Identify each line in the data below that contains the string "ceiling", matching case exactly, and copy those lines.

# Start of RECORDS

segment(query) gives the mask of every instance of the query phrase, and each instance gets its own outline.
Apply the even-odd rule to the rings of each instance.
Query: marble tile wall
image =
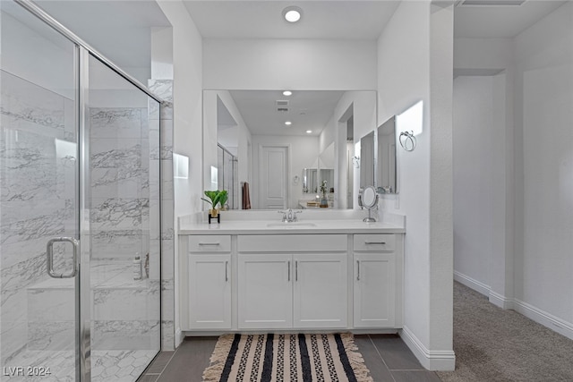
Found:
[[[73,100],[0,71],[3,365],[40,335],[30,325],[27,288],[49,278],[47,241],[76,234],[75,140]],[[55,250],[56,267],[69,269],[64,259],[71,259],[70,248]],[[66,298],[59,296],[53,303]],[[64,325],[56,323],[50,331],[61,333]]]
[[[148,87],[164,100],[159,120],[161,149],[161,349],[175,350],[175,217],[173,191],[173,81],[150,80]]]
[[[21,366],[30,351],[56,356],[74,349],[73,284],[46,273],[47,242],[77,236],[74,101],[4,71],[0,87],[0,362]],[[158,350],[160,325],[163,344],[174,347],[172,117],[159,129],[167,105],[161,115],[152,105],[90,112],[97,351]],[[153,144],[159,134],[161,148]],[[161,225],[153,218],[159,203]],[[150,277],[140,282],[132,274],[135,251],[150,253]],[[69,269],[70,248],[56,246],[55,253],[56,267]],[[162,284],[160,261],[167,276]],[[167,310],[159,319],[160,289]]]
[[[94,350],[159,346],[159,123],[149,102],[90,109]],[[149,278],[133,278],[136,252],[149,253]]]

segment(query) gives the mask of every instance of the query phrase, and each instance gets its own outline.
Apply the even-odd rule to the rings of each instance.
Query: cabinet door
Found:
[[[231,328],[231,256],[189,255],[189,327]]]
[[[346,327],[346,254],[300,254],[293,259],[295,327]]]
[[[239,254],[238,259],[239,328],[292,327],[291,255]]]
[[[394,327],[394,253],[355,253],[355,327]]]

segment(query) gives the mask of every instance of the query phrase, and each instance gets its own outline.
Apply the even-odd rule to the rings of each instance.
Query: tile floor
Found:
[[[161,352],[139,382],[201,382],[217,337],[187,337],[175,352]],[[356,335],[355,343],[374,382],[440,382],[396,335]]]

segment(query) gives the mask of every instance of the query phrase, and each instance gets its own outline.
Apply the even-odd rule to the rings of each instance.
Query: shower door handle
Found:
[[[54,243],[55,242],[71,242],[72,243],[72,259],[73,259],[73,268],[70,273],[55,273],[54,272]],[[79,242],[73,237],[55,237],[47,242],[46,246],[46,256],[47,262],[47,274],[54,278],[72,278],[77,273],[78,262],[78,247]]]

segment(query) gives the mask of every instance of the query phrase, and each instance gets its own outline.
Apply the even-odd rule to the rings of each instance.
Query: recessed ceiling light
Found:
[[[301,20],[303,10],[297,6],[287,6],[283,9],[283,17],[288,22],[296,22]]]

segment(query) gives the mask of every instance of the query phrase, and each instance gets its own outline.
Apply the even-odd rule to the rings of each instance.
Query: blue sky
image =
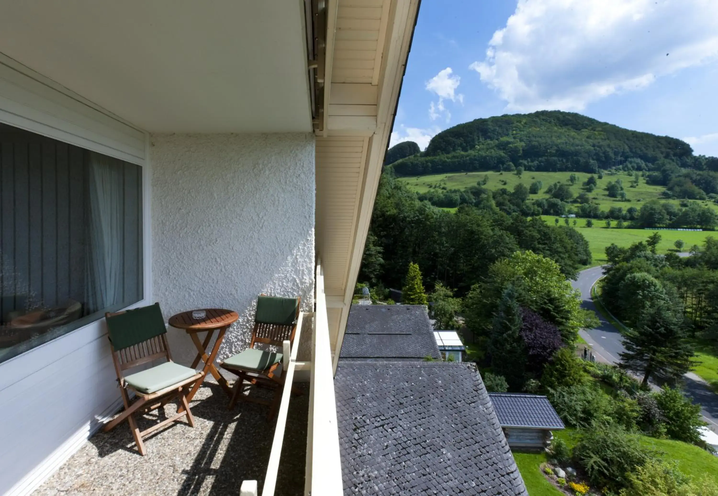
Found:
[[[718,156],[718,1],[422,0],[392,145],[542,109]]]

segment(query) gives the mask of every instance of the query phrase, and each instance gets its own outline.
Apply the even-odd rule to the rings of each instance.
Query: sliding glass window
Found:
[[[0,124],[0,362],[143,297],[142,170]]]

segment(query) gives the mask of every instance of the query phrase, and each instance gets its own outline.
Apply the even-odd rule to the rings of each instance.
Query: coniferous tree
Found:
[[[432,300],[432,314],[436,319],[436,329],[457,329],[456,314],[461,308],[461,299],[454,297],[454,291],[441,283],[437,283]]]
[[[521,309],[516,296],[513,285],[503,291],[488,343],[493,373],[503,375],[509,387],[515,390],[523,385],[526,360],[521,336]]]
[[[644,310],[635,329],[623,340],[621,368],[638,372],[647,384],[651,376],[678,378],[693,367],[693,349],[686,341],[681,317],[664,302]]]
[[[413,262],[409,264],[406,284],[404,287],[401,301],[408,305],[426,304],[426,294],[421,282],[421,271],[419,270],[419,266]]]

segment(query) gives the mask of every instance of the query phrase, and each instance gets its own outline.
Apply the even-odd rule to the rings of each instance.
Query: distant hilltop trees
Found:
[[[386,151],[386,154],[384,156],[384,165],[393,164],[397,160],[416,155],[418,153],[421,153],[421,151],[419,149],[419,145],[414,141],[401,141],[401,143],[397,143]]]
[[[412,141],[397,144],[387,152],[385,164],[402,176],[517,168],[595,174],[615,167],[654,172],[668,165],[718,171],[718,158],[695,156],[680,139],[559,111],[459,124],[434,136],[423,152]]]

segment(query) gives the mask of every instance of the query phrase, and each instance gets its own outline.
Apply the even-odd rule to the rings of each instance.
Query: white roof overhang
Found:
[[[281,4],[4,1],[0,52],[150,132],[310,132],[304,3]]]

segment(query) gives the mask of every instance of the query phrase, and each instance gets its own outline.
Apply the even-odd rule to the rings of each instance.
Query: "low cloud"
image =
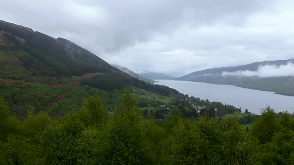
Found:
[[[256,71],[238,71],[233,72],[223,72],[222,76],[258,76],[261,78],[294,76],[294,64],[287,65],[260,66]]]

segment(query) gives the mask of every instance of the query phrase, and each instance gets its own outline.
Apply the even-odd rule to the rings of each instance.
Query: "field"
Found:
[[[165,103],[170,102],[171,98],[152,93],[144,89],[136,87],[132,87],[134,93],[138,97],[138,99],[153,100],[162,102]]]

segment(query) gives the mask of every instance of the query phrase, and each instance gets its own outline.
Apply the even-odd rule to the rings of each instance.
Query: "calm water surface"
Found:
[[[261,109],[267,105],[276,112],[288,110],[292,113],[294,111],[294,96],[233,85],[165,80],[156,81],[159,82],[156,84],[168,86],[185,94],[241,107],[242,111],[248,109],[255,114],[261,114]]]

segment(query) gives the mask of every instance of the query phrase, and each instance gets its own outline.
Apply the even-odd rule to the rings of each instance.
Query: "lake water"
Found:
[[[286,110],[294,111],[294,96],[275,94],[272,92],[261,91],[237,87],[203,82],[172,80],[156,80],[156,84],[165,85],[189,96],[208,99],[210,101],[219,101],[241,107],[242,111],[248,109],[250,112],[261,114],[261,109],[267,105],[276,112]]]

# End of RECORDS
# Start of RECORDS

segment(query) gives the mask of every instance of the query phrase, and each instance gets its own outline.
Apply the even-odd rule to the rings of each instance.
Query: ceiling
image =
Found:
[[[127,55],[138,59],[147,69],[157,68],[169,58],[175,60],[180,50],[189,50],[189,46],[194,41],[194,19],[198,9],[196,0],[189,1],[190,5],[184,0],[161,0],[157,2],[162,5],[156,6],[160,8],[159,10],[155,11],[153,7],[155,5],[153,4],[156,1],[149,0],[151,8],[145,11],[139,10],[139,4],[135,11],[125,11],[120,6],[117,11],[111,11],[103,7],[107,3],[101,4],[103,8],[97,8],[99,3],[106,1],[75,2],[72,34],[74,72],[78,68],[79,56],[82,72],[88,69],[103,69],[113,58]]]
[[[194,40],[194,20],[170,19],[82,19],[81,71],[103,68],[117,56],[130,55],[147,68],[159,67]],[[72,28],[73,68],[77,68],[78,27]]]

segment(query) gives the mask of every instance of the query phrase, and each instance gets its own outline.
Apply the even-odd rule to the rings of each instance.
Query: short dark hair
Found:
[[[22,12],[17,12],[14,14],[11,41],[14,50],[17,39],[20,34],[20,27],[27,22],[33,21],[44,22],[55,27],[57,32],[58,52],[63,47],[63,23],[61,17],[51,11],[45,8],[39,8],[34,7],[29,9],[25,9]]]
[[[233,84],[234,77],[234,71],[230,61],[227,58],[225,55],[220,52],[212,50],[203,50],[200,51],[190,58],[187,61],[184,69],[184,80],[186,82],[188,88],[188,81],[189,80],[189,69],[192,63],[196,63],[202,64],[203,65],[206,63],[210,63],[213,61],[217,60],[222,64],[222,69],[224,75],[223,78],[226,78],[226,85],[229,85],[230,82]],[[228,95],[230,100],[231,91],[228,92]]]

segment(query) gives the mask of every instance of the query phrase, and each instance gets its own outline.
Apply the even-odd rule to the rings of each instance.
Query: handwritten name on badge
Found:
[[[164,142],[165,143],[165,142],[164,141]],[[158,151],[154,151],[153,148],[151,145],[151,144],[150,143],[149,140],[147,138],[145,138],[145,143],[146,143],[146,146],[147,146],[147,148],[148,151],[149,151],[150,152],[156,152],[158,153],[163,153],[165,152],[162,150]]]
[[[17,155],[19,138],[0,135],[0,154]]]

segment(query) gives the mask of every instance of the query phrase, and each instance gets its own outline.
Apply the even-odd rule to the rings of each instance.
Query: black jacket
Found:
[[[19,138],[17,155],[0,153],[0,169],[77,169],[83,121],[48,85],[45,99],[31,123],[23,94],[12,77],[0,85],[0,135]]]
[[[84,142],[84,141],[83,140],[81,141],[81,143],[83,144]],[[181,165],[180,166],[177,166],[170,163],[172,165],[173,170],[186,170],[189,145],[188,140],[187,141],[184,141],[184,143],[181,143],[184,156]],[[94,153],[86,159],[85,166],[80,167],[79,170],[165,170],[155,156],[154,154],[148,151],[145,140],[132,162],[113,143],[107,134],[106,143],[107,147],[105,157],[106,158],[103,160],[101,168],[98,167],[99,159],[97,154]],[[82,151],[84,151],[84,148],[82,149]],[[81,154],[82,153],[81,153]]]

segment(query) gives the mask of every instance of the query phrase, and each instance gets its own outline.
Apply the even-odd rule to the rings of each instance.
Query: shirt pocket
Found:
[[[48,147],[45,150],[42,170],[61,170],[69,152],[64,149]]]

# End of RECORDS
# Start of RECORDS

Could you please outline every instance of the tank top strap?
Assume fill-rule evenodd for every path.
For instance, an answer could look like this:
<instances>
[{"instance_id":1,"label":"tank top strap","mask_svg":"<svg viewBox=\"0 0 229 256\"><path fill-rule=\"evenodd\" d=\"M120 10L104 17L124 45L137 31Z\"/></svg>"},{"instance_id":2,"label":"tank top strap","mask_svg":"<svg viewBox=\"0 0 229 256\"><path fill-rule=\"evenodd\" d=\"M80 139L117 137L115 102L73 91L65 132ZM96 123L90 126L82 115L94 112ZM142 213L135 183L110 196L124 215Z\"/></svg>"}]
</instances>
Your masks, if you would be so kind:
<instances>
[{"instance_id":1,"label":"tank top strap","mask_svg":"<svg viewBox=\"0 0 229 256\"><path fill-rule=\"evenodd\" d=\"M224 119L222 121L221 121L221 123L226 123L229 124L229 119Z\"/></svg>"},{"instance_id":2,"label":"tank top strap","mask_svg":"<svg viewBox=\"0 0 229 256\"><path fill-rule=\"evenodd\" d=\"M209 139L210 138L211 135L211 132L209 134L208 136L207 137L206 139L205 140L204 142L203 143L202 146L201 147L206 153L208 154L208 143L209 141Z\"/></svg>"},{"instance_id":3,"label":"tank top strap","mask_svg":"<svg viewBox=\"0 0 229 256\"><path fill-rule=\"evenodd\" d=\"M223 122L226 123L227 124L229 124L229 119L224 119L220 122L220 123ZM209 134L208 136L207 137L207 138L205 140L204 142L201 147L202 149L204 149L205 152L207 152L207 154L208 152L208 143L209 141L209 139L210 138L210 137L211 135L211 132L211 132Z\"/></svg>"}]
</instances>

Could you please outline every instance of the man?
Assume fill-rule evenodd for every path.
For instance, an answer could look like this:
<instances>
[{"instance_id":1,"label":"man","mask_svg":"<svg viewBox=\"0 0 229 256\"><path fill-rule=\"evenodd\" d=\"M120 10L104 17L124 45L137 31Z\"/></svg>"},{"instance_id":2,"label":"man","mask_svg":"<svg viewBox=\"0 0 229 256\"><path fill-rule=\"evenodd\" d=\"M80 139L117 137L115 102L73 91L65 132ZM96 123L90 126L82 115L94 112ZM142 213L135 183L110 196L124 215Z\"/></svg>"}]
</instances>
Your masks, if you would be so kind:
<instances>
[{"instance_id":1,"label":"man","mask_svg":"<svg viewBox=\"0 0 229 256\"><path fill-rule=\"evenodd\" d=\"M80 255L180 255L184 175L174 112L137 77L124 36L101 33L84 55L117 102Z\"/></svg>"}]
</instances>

# End of RECORDS

> **ANSWER TO THE TASK**
Query: recessed ceiling light
Query: ceiling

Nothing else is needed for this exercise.